• [Selected extract]
Segment Open

A High Court judge has launched an extraordinary attack on a conservative legal group that is closely associated with one of his own colleagues, accusing it of trying to stack Australian courts with right-wing jurists.

In a sign of tensions within the nation’s top court, Justice Robert Beech-Jones delivered a speech last week condemning the Samuel Griffith Society, a well-known body that often platforms right-wing lawyers and has in recent years hosted speakers such as disgraced ex-High Court judge Dyson Heydon and former attorney-general Christian Porter.

But the society is perhaps best known for its ties to another current High Court judge, Simon Steward, widely seen as the court’s most conservative member. Steward is a three-time speaker at the society’s annual conference, and the body was an important source of support for Steward’s 2020 nomination to the court by the Morrison government.

At the Griffith Society’s 2025 conference, Steward delivered the keynote lecture and was introduced by yet another High Court judge, James Edelman, who described Steward as a “conservative in the proudest tradition, which is the conservation of precedent”.

The society is named after Australia’s first chief justice, Queenslander Samuel Griffith. But in his speech last week, Beech-Jones said the society’s conduct was an “abuse of Griffith’s legacy” – and that its attempt to spread “student chapters” across Australian universities was “ominous”.

Beech-Jones attacked what he said were the society’s ambitions to import conservative US legal ideas into Australia – chief among them what he described as “court stacking”, the practice of appointing judges along party-political lines, often with backing from politicised legal groups.

Beech-Jones pointed to proposals made in 2020 by former federal senator Amanda Stoker, now a Liberal National state MP in Queensland, who called on the Griffith Society to create a “pipeline of potential judicial nominees”, by “screening” judicial appointments and “recruiting” law students and young lawyers, including through “clerkships with conservative judges”.

Segment Closed

• [Material provided]
Segment Open

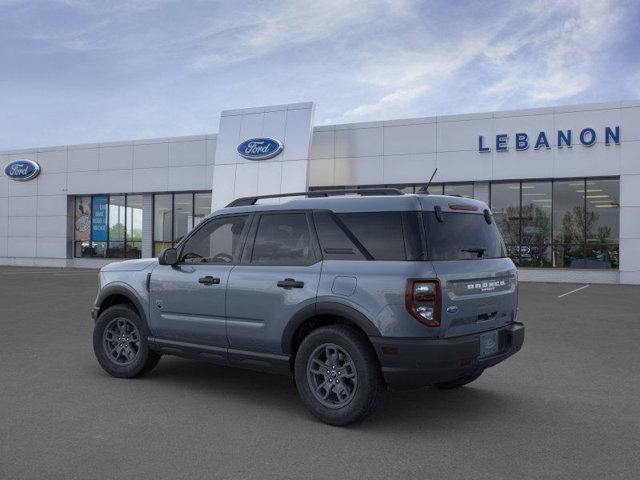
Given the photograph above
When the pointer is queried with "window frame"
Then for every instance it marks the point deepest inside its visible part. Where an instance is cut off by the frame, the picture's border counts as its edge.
(173, 243)
(553, 245)
(248, 247)
(125, 240)
(243, 237)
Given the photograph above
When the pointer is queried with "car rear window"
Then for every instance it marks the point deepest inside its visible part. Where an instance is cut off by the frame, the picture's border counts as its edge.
(462, 236)
(381, 233)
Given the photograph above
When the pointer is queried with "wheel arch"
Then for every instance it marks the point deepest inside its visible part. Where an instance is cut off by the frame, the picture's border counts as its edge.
(118, 294)
(324, 313)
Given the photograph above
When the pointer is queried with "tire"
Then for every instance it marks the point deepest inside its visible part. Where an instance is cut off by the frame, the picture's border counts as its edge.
(131, 358)
(459, 382)
(358, 387)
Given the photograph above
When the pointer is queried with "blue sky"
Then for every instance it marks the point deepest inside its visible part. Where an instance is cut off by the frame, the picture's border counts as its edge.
(77, 71)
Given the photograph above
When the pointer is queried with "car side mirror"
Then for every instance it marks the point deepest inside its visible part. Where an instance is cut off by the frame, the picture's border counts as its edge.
(169, 256)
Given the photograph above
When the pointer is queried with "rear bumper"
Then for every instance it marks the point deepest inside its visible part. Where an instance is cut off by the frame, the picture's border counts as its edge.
(408, 363)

Segment Closed

• [Exercise prompt] Translate into French the following sentence from the text on Justice Beech-Jones's speech: "The society is named after Australia's first chief justice, Queenslander Samuel Griffith."

• [Exercise response] La société porte le nom du premier juge en chef de l'Australie, le Queenslandais Samuel Griffith.